None of the pictures should be copied, though every line of the listing must be printed exactly.

_RAW DATA_:
-*-

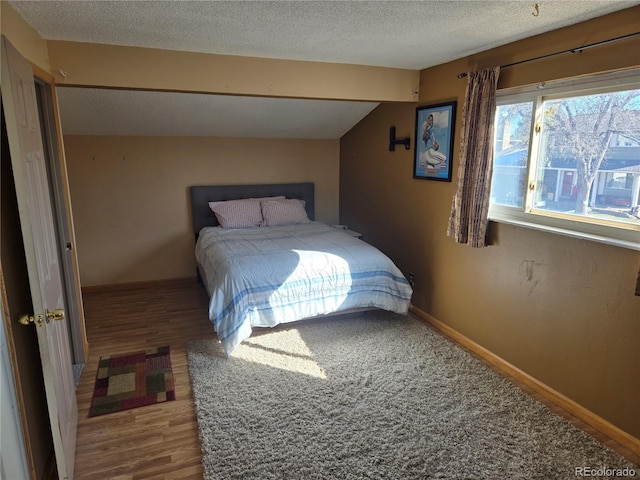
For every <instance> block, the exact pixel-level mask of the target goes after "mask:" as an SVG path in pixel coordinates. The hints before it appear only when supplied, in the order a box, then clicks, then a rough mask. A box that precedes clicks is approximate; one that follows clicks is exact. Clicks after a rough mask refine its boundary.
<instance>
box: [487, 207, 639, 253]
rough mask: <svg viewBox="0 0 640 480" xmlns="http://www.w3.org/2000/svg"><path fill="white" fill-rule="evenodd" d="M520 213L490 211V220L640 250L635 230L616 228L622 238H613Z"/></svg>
mask: <svg viewBox="0 0 640 480" xmlns="http://www.w3.org/2000/svg"><path fill="white" fill-rule="evenodd" d="M519 214H520V215H514V214H513V213H512V214H509V215H505V214H501V213H498V212H490V213H489V221H492V222H497V223H505V224H509V225H515V226H518V227H524V228H531V229H533V230H539V231H543V232H548V233H555V234H557V235H564V236H567V237H573V238H579V239H582V240H589V241H592V242H598V243H604V244H606V245H613V246H616V247H622V248H627V249H630V250H637V251H640V234H639V233H638V232H636V231H633V230H623V229H615V230H616V236H617V235H620V238H612V237H611V236H607V235H601V234H598V233H590V232H583V231H578V230H572V229H570V228H566V227H563V226H559V225H553V224H552V223H553V222H554V220H555V219H552V218H547V217H538V216H536V220H538V219H540V220H541V221H540V222H532V221H531V220H530V218H521V217H523V216H524V217H531V214H525V213H522V212H519ZM519 217H520V218H519ZM545 222H548V223H545ZM576 223H578V222H576Z"/></svg>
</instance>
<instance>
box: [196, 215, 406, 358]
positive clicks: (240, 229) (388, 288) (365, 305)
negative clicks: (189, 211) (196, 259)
mask: <svg viewBox="0 0 640 480" xmlns="http://www.w3.org/2000/svg"><path fill="white" fill-rule="evenodd" d="M196 259H197V261H198V265H199V266H200V271H201V272H203V277H204V278H203V280H204V283H205V286H206V288H207V291H208V292H209V295H210V298H211V301H210V303H209V318H210V319H211V321H212V322H213V324H214V326H215V329H216V332H217V335H218V338H219V339H220V341H221V342H222V346H223V348H224V350H225V352H226V354H227V355H230V354H231V352H232V351H233V350H234V349H235V348H236V347H237V346H238V345H239V344H240V343H241V342H242V341H244V340H246V339H247V338H249V336H250V335H251V327H252V326H259V327H267V326H268V327H272V326H275V325H277V324H280V323H287V322H293V321H296V320H301V319H304V318H310V317H315V316H319V315H326V314H331V313H336V312H341V311H345V310H350V309H354V308H381V309H385V310H390V311H393V312H397V313H406V312H407V310H408V307H409V301H410V299H411V294H412V290H411V287H410V286H409V283H408V282H407V280H406V279H405V277H404V276H403V275H402V273H401V272H400V270H399V269H398V268H397V267H396V266H395V265H394V263H393V262H392V261H391V260H390V259H389V258H388V257H387V256H386V255H384V254H383V253H382V252H380V251H379V250H378V249H376V248H375V247H373V246H371V245H369V244H367V243H365V242H363V241H361V240H359V239H357V238H354V237H352V236H351V235H349V234H348V233H346V232H344V231H341V230H337V229H335V228H332V227H330V226H328V225H325V224H324V223H321V222H311V223H309V224H303V225H288V226H282V227H262V228H248V229H222V228H219V227H205V228H203V229H202V231H201V232H200V236H199V239H198V242H197V243H196Z"/></svg>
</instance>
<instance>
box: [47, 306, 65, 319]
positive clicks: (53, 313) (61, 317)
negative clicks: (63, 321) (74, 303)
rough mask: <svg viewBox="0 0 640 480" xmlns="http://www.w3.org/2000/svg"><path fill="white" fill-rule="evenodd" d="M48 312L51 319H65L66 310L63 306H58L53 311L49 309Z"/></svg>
mask: <svg viewBox="0 0 640 480" xmlns="http://www.w3.org/2000/svg"><path fill="white" fill-rule="evenodd" d="M46 312H47V319H49V320H64V310H63V309H62V308H56V309H55V310H54V311H53V312H50V311H49V310H47V311H46Z"/></svg>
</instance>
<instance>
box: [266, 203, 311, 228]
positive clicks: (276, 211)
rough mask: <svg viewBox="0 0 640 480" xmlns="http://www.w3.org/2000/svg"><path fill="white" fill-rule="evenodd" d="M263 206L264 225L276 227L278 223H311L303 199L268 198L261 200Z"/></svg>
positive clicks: (296, 223) (285, 224)
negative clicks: (305, 208)
mask: <svg viewBox="0 0 640 480" xmlns="http://www.w3.org/2000/svg"><path fill="white" fill-rule="evenodd" d="M260 205H261V206H262V218H263V220H264V223H263V226H265V227H275V226H278V225H295V224H298V223H309V222H310V221H311V220H309V217H308V216H307V211H306V210H305V209H304V206H305V202H304V201H303V200H297V199H293V198H292V199H288V200H267V201H262V202H260Z"/></svg>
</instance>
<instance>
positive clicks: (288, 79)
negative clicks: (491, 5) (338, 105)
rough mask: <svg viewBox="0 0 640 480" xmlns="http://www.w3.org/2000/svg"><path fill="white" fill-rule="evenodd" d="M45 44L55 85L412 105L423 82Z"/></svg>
mask: <svg viewBox="0 0 640 480" xmlns="http://www.w3.org/2000/svg"><path fill="white" fill-rule="evenodd" d="M48 47H49V58H50V60H51V66H52V70H53V71H54V72H53V73H54V75H55V79H56V83H58V84H59V85H63V84H66V85H75V86H78V85H83V86H103V87H117V88H144V89H156V90H181V91H186V92H208V93H221V94H232V95H260V96H264V97H272V96H274V97H296V98H323V99H335V100H366V101H376V102H377V101H386V102H393V101H410V100H416V98H417V95H416V92H417V90H418V83H419V80H420V72H418V71H417V70H406V69H399V68H382V67H370V66H363V65H346V64H337V63H321V62H302V61H294V60H276V59H267V58H250V57H237V56H233V55H212V54H205V53H193V52H176V51H169V50H158V49H153V48H137V47H122V46H114V45H98V44H88V43H77V42H62V41H49V42H48ZM59 70H64V71H65V72H66V77H63V76H61V75H60V74H59Z"/></svg>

-*-

_OUTPUT FOR THIS TASK_:
For every <instance> block, the exact pixel-level mask of the target goes after "mask:" as an SVG path in pixel coordinates. The hints before it appear only when supplied, in the order a box, then clicks, then a rough mask. A box that precedes clicks is approximate; one that follows clicks is exact. Clicks after a rough mask refine its boundary.
<instance>
box: [487, 207, 639, 253]
rough mask: <svg viewBox="0 0 640 480" xmlns="http://www.w3.org/2000/svg"><path fill="white" fill-rule="evenodd" d="M520 213L490 211V220L640 250L635 230L616 228L622 238H613Z"/></svg>
mask: <svg viewBox="0 0 640 480" xmlns="http://www.w3.org/2000/svg"><path fill="white" fill-rule="evenodd" d="M519 214H520V215H514V214H513V213H512V214H509V215H505V214H501V213H498V212H490V213H489V221H492V222H497V223H505V224H509V225H515V226H518V227H524V228H531V229H533V230H539V231H543V232H548V233H555V234H557V235H564V236H567V237H573V238H579V239H582V240H589V241H592V242H598V243H604V244H606V245H613V246H616V247H622V248H627V249H630V250H637V251H640V234H639V233H638V232H636V231H633V230H623V229H615V230H616V236H617V235H620V238H612V237H611V236H607V235H601V234H598V233H590V232H583V231H578V230H572V229H570V228H566V227H563V226H559V225H553V224H552V223H553V222H554V220H555V219H552V218H547V217H538V216H536V220H538V219H540V220H541V221H540V222H532V221H531V220H530V218H521V217H523V216H524V217H531V214H525V213H522V212H519ZM519 217H520V218H519ZM545 222H548V223H545ZM576 223H578V222H576Z"/></svg>
</instance>
<instance>
box: [196, 215, 406, 358]
positive clicks: (240, 229) (388, 288) (365, 305)
negative clicks: (189, 211) (196, 259)
mask: <svg viewBox="0 0 640 480" xmlns="http://www.w3.org/2000/svg"><path fill="white" fill-rule="evenodd" d="M196 259H197V261H198V265H199V266H200V271H201V272H203V277H204V278H203V280H204V283H205V286H206V288H207V291H208V292H209V295H210V298H211V301H210V303H209V318H210V319H211V321H212V322H213V324H214V326H215V329H216V332H217V335H218V338H219V339H220V341H221V342H222V346H223V348H224V350H225V352H226V354H227V355H230V354H231V352H232V351H233V350H234V349H235V348H236V347H237V346H238V345H239V344H240V343H241V342H242V341H244V340H246V339H247V338H249V336H250V335H251V327H252V326H259V327H267V326H268V327H272V326H275V325H277V324H280V323H287V322H293V321H296V320H301V319H304V318H310V317H315V316H319V315H326V314H331V313H336V312H341V311H345V310H350V309H354V308H381V309H385V310H390V311H393V312H397V313H406V312H407V310H408V307H409V301H410V299H411V294H412V290H411V287H410V286H409V283H408V282H407V280H406V279H405V277H404V276H403V275H402V273H401V272H400V270H399V269H398V268H397V267H396V266H395V265H394V263H393V262H392V261H391V260H390V259H389V258H388V257H387V256H386V255H384V254H383V253H382V252H380V251H379V250H378V249H376V248H375V247H373V246H371V245H369V244H367V243H365V242H363V241H361V240H359V239H357V238H354V237H352V236H351V235H349V234H348V233H346V232H344V231H341V230H337V229H335V228H332V227H330V226H328V225H325V224H324V223H321V222H311V223H309V224H303V225H288V226H282V227H262V228H248V229H222V228H219V227H205V228H203V229H202V231H201V232H200V236H199V239H198V242H197V243H196Z"/></svg>
</instance>
<instance>
box: [47, 306, 65, 319]
positive clicks: (53, 313) (61, 317)
negative clicks: (63, 321) (74, 303)
rough mask: <svg viewBox="0 0 640 480" xmlns="http://www.w3.org/2000/svg"><path fill="white" fill-rule="evenodd" d="M48 312L51 319H65L66 310L63 306H58L53 311L49 309Z"/></svg>
mask: <svg viewBox="0 0 640 480" xmlns="http://www.w3.org/2000/svg"><path fill="white" fill-rule="evenodd" d="M46 312H47V319H49V320H64V310H63V309H62V308H56V309H55V310H54V311H53V312H50V311H49V310H47V311H46Z"/></svg>
</instance>
<instance>
box: [266, 203, 311, 228]
positive clicks: (276, 211)
rough mask: <svg viewBox="0 0 640 480" xmlns="http://www.w3.org/2000/svg"><path fill="white" fill-rule="evenodd" d="M263 206L264 225L276 227L278 223H311L303 199L268 198L261 200Z"/></svg>
positive clicks: (296, 223) (285, 224)
negative clicks: (305, 208)
mask: <svg viewBox="0 0 640 480" xmlns="http://www.w3.org/2000/svg"><path fill="white" fill-rule="evenodd" d="M260 205H261V206H262V218H263V220H264V223H263V226H265V227H275V226H278V225H295V224H298V223H309V222H310V221H311V220H309V217H308V216H307V211H306V210H305V209H304V206H305V202H304V201H303V200H297V199H293V198H292V199H288V200H267V201H262V202H260Z"/></svg>
</instance>
<instance>
positive clicks: (288, 79)
negative clicks: (491, 5) (338, 105)
rough mask: <svg viewBox="0 0 640 480" xmlns="http://www.w3.org/2000/svg"><path fill="white" fill-rule="evenodd" d="M45 44L55 85L412 105L423 82Z"/></svg>
mask: <svg viewBox="0 0 640 480" xmlns="http://www.w3.org/2000/svg"><path fill="white" fill-rule="evenodd" d="M48 47H49V58H50V60H51V66H52V70H53V71H54V72H53V73H54V75H55V79H56V83H58V84H59V85H63V84H66V85H75V86H78V85H83V86H103V87H117V88H144V89H156V90H181V91H186V92H208V93H221V94H232V95H260V96H264V97H272V96H274V97H296V98H323V99H335V100H366V101H376V102H377V101H386V102H393V101H410V100H416V98H417V95H416V92H417V90H418V83H419V80H420V72H418V71H417V70H406V69H399V68H382V67H370V66H363V65H346V64H337V63H321V62H302V61H294V60H276V59H267V58H250V57H237V56H233V55H212V54H205V53H193V52H176V51H169V50H158V49H153V48H137V47H122V46H114V45H98V44H88V43H77V42H62V41H49V42H48ZM59 70H64V71H65V72H66V77H63V76H61V75H60V74H59Z"/></svg>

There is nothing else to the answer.